--- Supplied entries Enclosed Below ---
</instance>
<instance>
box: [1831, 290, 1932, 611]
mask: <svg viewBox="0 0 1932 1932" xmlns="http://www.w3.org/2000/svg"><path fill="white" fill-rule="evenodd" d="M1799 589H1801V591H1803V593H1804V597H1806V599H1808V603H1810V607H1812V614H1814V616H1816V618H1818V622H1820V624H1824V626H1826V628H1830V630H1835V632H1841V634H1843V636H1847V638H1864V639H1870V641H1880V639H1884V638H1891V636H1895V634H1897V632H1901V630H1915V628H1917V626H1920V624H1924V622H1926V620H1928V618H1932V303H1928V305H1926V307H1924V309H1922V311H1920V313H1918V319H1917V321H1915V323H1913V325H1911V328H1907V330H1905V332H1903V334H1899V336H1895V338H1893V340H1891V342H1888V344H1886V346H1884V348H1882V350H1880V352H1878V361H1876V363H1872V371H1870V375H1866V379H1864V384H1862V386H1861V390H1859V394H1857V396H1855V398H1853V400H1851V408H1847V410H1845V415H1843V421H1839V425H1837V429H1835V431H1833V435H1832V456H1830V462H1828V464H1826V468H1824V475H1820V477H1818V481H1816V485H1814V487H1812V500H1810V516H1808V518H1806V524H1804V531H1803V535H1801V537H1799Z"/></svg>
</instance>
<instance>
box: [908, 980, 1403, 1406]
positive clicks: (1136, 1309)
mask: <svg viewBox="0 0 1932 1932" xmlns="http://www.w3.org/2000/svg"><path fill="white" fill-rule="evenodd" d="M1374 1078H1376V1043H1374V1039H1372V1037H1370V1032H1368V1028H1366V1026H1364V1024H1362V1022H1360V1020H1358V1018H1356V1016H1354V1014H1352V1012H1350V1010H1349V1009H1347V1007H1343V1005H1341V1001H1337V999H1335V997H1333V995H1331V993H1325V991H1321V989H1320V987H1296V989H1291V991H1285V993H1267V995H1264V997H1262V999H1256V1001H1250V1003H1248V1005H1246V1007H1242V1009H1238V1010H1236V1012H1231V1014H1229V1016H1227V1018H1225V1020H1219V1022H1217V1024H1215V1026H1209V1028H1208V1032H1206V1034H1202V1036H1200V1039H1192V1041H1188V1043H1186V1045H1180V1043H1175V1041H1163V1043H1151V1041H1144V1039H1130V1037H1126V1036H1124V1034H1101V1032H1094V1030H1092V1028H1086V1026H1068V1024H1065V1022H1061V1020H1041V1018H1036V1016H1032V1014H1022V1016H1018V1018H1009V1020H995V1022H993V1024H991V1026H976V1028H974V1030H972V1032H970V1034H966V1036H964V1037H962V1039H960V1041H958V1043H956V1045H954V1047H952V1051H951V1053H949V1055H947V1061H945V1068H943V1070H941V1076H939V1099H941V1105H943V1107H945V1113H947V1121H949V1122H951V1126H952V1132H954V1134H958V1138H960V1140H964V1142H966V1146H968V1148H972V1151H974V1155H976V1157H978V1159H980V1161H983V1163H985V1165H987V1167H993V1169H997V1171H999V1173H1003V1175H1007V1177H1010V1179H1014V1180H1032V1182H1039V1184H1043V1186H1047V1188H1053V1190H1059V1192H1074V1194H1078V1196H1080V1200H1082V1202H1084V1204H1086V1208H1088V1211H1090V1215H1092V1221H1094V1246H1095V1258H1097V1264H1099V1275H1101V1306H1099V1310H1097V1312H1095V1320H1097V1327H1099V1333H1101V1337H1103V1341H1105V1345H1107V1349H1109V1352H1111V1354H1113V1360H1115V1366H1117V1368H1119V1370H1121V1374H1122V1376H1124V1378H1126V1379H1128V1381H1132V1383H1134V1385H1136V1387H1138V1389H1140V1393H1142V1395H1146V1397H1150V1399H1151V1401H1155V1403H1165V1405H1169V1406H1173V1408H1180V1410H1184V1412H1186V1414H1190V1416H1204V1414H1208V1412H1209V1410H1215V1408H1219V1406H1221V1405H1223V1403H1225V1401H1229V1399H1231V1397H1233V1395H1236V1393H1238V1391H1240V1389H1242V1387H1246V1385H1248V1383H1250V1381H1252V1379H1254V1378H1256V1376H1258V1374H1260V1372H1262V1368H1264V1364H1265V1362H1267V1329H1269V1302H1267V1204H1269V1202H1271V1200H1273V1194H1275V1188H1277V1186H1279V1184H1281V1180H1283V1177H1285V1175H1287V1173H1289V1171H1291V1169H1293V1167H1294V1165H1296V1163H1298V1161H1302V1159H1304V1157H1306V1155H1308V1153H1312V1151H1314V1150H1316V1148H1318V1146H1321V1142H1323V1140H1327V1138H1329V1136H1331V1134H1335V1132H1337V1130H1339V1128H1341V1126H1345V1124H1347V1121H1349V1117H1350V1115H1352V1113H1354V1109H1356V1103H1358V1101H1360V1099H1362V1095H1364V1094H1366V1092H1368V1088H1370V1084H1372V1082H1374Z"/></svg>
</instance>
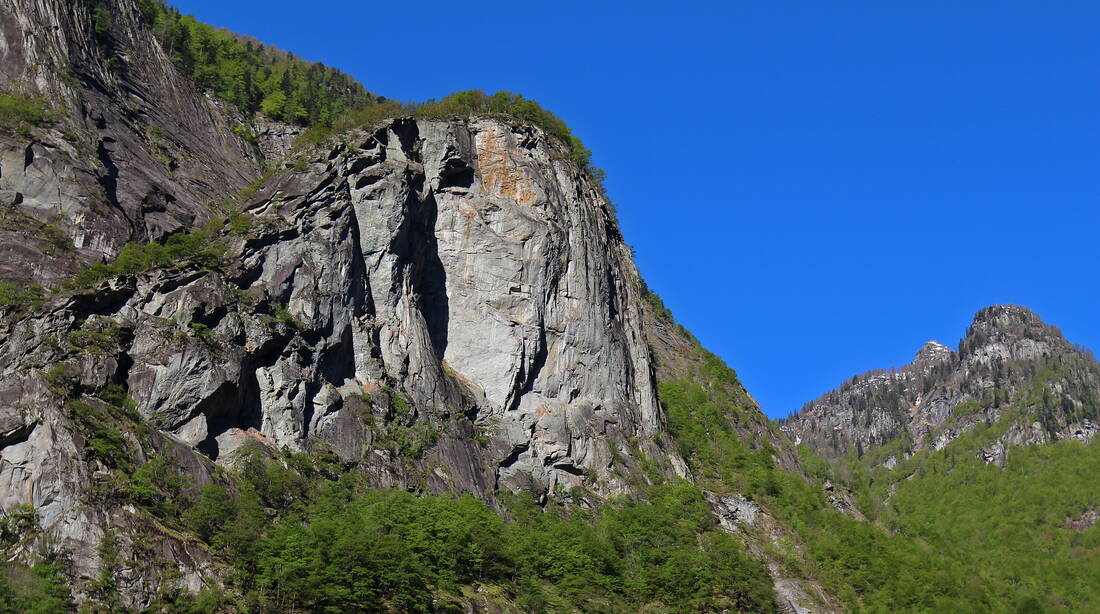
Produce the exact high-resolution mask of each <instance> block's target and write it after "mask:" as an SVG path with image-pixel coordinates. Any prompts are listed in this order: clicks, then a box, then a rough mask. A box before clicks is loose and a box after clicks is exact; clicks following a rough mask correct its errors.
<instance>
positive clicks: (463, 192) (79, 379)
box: [0, 119, 683, 583]
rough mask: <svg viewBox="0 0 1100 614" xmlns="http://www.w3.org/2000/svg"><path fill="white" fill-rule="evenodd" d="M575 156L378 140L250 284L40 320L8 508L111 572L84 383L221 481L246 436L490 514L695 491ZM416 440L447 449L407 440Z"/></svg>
mask: <svg viewBox="0 0 1100 614" xmlns="http://www.w3.org/2000/svg"><path fill="white" fill-rule="evenodd" d="M561 153H562V152H561V151H560V150H559V146H558V145H557V144H554V143H552V142H551V141H549V140H548V139H547V136H546V135H544V134H542V133H541V132H540V131H538V130H537V129H533V128H529V127H522V125H513V124H509V123H507V122H504V121H500V120H495V119H473V120H471V121H469V122H460V121H454V122H438V121H434V122H416V121H411V120H397V121H394V122H392V123H389V124H387V125H385V127H383V128H381V129H378V130H376V131H374V132H371V133H366V132H362V133H352V134H350V135H348V136H346V139H345V144H340V145H335V146H334V147H333V149H330V150H324V151H321V152H320V154H319V155H316V156H315V157H311V158H308V160H306V161H305V163H306V169H305V171H295V172H288V173H286V174H284V175H282V176H277V177H275V178H273V179H272V180H271V182H268V184H267V186H266V187H265V188H264V189H263V190H261V191H260V193H259V194H257V196H256V197H255V198H254V199H253V200H252V201H251V202H250V204H248V206H246V207H245V213H244V215H245V216H246V219H250V220H251V229H249V230H248V231H242V232H240V233H239V234H237V235H231V237H230V239H229V241H230V249H229V254H228V257H227V259H226V261H227V262H229V263H233V264H231V265H228V266H227V267H224V268H223V270H220V271H210V270H204V268H201V267H199V266H183V267H178V268H175V270H172V271H165V272H161V273H156V274H153V275H142V276H138V277H123V278H118V279H116V281H112V282H109V283H107V284H105V285H103V286H101V287H99V288H97V289H96V290H95V293H91V294H81V295H75V296H69V297H65V298H58V299H56V304H53V305H51V306H50V309H48V310H46V311H45V313H43V314H42V315H38V316H33V317H30V318H25V319H23V320H20V321H18V322H15V324H14V325H13V326H11V327H10V328H9V329H8V330H7V331H5V332H3V333H0V357H2V358H0V364H3V371H2V373H0V398H3V399H4V403H3V404H2V407H0V412H2V415H0V418H2V421H3V430H4V432H5V435H4V440H3V448H2V449H0V493H3V496H2V500H0V502H2V505H3V506H4V507H5V508H12V507H14V506H17V505H21V504H25V505H32V506H34V507H35V508H37V509H38V511H40V514H41V520H42V524H43V526H44V528H46V529H47V530H53V531H56V533H58V534H59V535H62V536H64V537H66V538H67V539H69V541H70V544H69V545H70V547H72V548H73V549H74V550H75V551H77V552H78V553H79V556H78V557H76V558H77V559H79V560H83V561H86V562H87V566H86V569H84V570H83V572H85V573H91V571H92V569H94V568H95V566H96V556H95V555H94V553H92V552H94V549H95V544H96V542H97V539H98V536H99V535H101V529H99V528H98V527H101V526H105V523H101V520H102V517H101V516H100V515H101V514H108V513H111V512H110V509H109V508H107V509H106V511H105V508H103V507H101V506H95V505H88V504H86V503H85V502H84V501H83V498H81V494H80V493H81V492H83V491H84V490H86V489H87V487H89V485H91V484H95V482H96V478H95V475H92V473H95V471H97V470H96V469H95V468H96V467H97V463H95V462H91V463H88V462H85V461H86V460H87V458H88V454H89V451H88V443H87V441H86V440H83V439H85V437H84V436H83V435H81V429H80V427H79V425H78V424H76V423H75V421H74V419H73V418H72V414H73V410H72V408H70V407H69V408H68V409H66V407H67V406H66V403H69V405H72V402H66V401H65V398H66V393H65V392H64V391H62V392H58V390H57V388H58V386H57V379H58V377H59V376H62V375H64V376H65V377H68V379H69V380H70V381H72V383H70V384H68V385H69V391H70V393H69V394H70V395H72V391H73V390H77V391H85V392H86V393H87V394H88V395H89V396H91V397H94V398H95V397H96V396H97V394H99V393H97V392H96V391H100V390H103V388H105V386H108V385H110V384H117V385H121V386H122V387H123V388H124V390H125V391H127V393H128V394H129V395H130V396H131V397H132V398H133V401H134V402H135V405H136V412H138V413H139V414H140V415H141V418H142V419H143V420H144V423H146V424H149V425H152V426H154V427H155V428H156V429H157V435H156V436H155V437H154V438H152V439H151V440H150V441H147V442H142V443H141V445H139V446H136V448H139V449H140V453H141V454H151V453H152V451H150V450H149V448H151V447H153V448H158V447H160V448H166V449H173V450H175V452H174V453H175V454H176V456H178V457H180V459H183V460H182V462H180V464H182V465H185V467H189V468H193V469H194V470H195V471H196V472H197V473H196V475H195V476H196V481H197V482H198V483H202V482H204V481H206V482H209V479H210V478H209V475H208V473H209V471H210V468H209V463H208V462H206V461H204V460H202V458H201V457H198V456H196V454H195V453H194V452H193V451H191V450H197V451H201V452H205V453H206V454H207V456H208V457H209V458H210V459H216V460H218V462H229V461H230V460H231V459H232V458H233V454H234V452H235V451H237V450H238V449H239V448H240V446H241V443H243V442H245V441H254V442H256V443H259V445H261V446H270V447H273V448H282V447H287V448H289V449H292V450H313V451H316V450H331V451H333V452H334V453H337V454H338V456H339V457H340V458H341V459H342V460H343V461H344V462H346V463H356V464H360V465H361V467H362V468H363V469H364V471H366V472H367V473H368V474H370V475H372V476H373V481H374V482H375V483H377V484H378V485H390V486H397V485H400V486H407V487H423V489H427V490H431V491H448V490H451V491H472V492H475V493H480V494H482V495H483V496H488V495H489V494H491V493H492V492H493V491H494V490H496V489H504V490H511V491H520V490H533V491H535V492H536V493H541V494H543V495H544V494H548V493H553V492H554V491H559V490H562V489H582V490H581V491H580V492H592V493H594V494H609V493H616V492H624V491H625V490H626V487H627V486H626V482H625V478H626V476H628V475H630V474H631V472H634V471H635V469H636V468H635V465H636V463H637V462H638V459H637V458H636V456H637V454H641V453H645V454H646V456H647V457H649V458H653V459H659V462H662V463H663V464H664V471H665V472H667V473H668V474H670V475H674V474H676V473H678V470H676V469H675V468H681V469H680V470H679V472H680V473H682V472H683V469H682V468H683V462H682V461H679V460H678V459H676V456H675V453H674V452H673V451H671V450H667V449H663V446H662V443H661V438H660V437H659V434H660V431H661V428H662V418H661V413H660V409H659V406H658V403H657V398H656V392H654V379H653V371H654V366H653V364H652V361H651V358H650V354H649V348H648V346H647V343H646V341H645V332H643V330H642V328H641V322H642V317H641V311H640V310H641V305H642V301H641V296H640V292H641V290H640V288H639V282H638V281H637V279H638V276H637V271H636V270H635V268H634V264H632V262H631V260H630V256H629V250H628V248H626V245H625V244H624V243H623V242H621V240H620V239H619V237H618V233H617V230H616V229H615V227H614V222H613V221H612V219H610V217H609V215H608V212H607V208H606V201H605V200H604V199H603V197H602V196H601V193H599V190H598V189H597V188H596V187H595V186H594V185H593V184H592V183H591V182H590V179H588V178H587V177H586V175H585V174H584V173H583V172H581V171H580V169H579V168H577V166H576V165H575V164H573V163H571V162H568V161H564V160H562V156H561ZM89 339H91V340H94V342H89V341H88V340H89ZM89 343H90V344H89ZM58 369H59V370H61V371H58ZM63 387H64V386H63ZM100 396H101V395H100ZM410 437H412V438H417V439H419V441H418V443H419V446H418V448H422V452H414V451H411V450H410V449H405V448H400V447H399V446H397V443H396V442H397V441H398V440H399V439H401V440H407V439H408V438H410ZM403 438H404V439H403ZM613 447H614V448H615V449H616V450H620V452H618V453H613ZM418 453H419V454H420V456H419V457H417V454H418ZM410 457H411V458H410ZM662 459H663V460H662ZM616 463H617V464H616ZM100 471H106V472H108V473H109V472H110V469H109V468H103V467H100ZM109 524H110V523H106V525H109ZM169 541H171V540H169ZM179 547H184V545H179ZM191 558H195V557H191ZM182 560H188V558H187V557H182ZM199 573H200V572H199V569H198V568H196V569H195V570H193V575H194V582H195V583H197V582H199ZM135 575H136V577H143V575H142V574H141V573H136V574H135Z"/></svg>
--- End of Enclosed Supplied entries ---
== Task statement ==
In the records, find every line that has the string "clicks" and copy it.

== Result ==
positive clicks: (1136, 1309)
Produce the exact high-resolution mask of each <instance> block's target and write it after "mask:" as an SVG path with image-pixel coordinates. Any prompts are listed in this order: clicks, then a box, then a rough mask. A box before clicks is loose and a box after clicks is exact; clicks following a rough mask correct its errors.
positive clicks: (463, 192) (79, 379)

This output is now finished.